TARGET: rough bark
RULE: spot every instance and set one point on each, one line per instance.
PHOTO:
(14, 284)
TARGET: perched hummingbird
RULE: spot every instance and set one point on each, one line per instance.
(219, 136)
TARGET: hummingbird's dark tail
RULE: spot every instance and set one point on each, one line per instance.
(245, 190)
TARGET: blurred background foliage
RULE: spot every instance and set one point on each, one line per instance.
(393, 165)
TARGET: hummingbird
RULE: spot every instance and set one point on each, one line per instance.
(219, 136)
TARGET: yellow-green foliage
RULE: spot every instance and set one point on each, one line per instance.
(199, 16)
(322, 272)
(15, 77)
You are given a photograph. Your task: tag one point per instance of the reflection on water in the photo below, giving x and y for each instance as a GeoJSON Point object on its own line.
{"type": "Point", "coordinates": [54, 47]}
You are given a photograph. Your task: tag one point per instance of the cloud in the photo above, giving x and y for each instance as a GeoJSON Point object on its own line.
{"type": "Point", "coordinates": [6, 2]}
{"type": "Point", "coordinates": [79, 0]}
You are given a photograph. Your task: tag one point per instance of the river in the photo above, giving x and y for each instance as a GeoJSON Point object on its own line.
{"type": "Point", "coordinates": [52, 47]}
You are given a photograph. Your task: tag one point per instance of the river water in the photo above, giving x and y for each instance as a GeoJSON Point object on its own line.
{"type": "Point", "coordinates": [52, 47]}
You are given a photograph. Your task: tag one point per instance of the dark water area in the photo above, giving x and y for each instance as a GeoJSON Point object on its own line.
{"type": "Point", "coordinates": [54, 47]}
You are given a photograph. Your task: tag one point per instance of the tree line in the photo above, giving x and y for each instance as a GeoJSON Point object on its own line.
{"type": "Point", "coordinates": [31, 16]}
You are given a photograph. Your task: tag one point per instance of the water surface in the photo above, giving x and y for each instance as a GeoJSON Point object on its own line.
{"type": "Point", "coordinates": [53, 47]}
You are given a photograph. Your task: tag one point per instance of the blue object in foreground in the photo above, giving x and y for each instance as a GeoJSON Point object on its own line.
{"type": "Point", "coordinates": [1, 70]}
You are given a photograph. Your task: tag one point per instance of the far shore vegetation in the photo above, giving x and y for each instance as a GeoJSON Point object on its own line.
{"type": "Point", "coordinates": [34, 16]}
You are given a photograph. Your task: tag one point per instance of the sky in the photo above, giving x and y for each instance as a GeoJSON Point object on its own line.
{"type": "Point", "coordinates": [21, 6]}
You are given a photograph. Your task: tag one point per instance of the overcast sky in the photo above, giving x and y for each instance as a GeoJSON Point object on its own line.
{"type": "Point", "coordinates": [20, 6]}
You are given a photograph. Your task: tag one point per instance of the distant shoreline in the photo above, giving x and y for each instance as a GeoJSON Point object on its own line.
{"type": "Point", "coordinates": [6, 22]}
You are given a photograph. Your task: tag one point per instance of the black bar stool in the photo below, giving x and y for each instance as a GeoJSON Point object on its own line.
^^^^^^^^
● **Work required**:
Report the number of lines in the records that hold "hummingbird" and write no other words.

● **Answer to this problem**:
3